----- DOCUMENT PASSAGE -----
Dual stack IPv6 for IPv4 depletion

Owen DeLong owen at delong.com
Thu Jul 9 01:32:13 UTC 2015


Only if you are trying to prevent IPv6 from reaching its full potential.

Owen

> On Jul 8, 2015, at 17:57 , Mike Hammett <nanog at ics-il.net> wrote:
> 
> Isn't /56 the standard end-user allocation? 
> 
> 
> 
> 
> ----- 
> Mike Hammett 
> Intelligent Computing Solutions 
> http://www.ics-il.com 
> 
> 
> 
> Midwest Internet Exchange 
> http://www.midwest-ix.com 
> 
> 
> ----- Original Message -----
> 
> From: "Israel G. Lugo" <israel.lugo at lugosys.com> 
> To: "Mark Andrews" <marka at isc.org> 
> Cc: "NANOG" <nanog at nanog.org> 
> Sent: Wednesday, July 8, 2015 7:45:50 PM 
> Subject: Re: Dual stack IPv6 for IPv4 depletion 
> 
> 
> On 07/09/2015 12:59 AM, Mark Andrews wrote: 
>> In message <559DB604.8060901 at lugosys.com>, "Israel G. Lugo" writes: 
>>> Doesn't seem to make sense at all for the ISP side, though. Standard 
>>> allocation /32. Giving out /48s. Even if we leave out proper subnet 
>>> organization and allocate fully densely, that's at most 65,536 subnets. 
>>> Not a very large ISP. 
>> /32 is not the standard allocation. It is the *minimum* allocation 
>> for a ISP. ISPs are expected to ask for *more* addresses to meet their 
>> actual requirements. 
> 
> Thank you for pointing that out. When speaking of /32 I was referring 
> specifically to RIPE policy, with which I am more familiar: "Initial 
> allocation size" for a LIR is /32, extensive to a /29 with minimal 
> bureaucracy. Perhaps I should have said "default allocation". 
> 
> I understand ISPs should ask for more addresses; however, even e.g. a 
> /24 (8x /32) seems to me like it could be "roomier". 
> 
> 
>>> People usually look at IPv6 and focus on the vast numbers of individual 
>>> addresses. Naysayers usually get shot down with some quote mentioning 
>>> the number of atoms in the universe or some such. Personally, I think 
>>> that's a red herring; the real problem is subnets. At this rate I 
>>> believe subnets will become the scarce resource sooner or later.
-----
*AIM 1*:
Which lines of the listing contain the string "background"? Select and copy each of them.
The listing has no connection to the IPv6 mailing-list thread.
----- GIVEN DATA -----
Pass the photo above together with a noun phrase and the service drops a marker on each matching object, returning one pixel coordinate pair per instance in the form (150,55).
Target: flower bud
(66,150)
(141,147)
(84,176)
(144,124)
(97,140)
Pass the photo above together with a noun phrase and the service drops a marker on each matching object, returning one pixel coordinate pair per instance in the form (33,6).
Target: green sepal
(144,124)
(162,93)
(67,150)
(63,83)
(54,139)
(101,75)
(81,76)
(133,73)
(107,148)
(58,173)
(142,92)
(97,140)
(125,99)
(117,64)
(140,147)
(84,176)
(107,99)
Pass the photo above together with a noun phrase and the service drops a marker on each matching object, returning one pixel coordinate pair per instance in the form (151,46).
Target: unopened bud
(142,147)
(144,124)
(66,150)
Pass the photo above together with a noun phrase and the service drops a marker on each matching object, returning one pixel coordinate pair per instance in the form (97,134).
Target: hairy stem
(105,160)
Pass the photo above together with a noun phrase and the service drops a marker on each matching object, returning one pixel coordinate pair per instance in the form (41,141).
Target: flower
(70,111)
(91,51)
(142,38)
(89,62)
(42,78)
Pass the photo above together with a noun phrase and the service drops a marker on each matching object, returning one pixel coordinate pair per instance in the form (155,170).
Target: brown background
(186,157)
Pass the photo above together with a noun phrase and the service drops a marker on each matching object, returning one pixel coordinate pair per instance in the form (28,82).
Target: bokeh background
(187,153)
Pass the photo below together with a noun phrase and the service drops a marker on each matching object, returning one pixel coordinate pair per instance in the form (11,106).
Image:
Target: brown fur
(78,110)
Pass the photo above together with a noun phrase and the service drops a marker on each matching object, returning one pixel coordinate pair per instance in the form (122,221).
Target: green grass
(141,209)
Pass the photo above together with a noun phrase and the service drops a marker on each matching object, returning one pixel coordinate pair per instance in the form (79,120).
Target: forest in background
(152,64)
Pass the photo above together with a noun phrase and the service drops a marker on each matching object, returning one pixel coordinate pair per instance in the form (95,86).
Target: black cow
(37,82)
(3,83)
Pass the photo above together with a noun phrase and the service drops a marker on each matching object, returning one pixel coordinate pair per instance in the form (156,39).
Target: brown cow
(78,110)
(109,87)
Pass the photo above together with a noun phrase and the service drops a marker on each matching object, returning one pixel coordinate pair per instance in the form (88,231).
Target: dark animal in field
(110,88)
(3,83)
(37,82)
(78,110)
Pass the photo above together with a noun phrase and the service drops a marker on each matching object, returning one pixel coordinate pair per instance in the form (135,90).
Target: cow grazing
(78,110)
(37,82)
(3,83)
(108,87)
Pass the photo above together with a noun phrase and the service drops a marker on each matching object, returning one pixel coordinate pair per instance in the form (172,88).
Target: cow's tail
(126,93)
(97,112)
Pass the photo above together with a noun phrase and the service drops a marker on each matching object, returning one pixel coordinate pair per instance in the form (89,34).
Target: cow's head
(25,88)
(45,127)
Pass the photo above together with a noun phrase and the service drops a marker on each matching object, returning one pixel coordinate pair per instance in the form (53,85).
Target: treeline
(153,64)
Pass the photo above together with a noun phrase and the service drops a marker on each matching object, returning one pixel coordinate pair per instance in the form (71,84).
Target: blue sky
-----
*AIM 2*:
Can you pick up the IPv6 mailing-list thread after its last line and carry it on from there?

*FINAL RESULT 1*:
Target: brown background
Target: bokeh background
Target: forest in background

*FINAL RESULT 2*:
>> No. People look at /48's for sites. 35,184,372,088,832 /48 sites out of the 
>> 1/8th of the total IPv6 space currently in use. That is 35 trillion sites 
>> and if we use that up we can look at using a different default size in the 
>> next 1/8th. 
> Yes, if we look at end sites individually. My hypothesis is that these 
> astronomic numbers are in fact misleading. There isn't, after all, one 
> single ISP-Of-The-World, with The-One-Big-Router. 
> 
> We must divide the addresses by ISPs/LIRs, and so on. Several bits in 
> the prefix must be used for subaddressing. A larger ISP will probably 
> want to further subdivide its addressing by region, and so on. With 
> subdivisions comes "waste". Which is something we don't need to worry 
> about at the LAN level, but it would be nice to have that level of 
> comfort at the subaddressing level as well.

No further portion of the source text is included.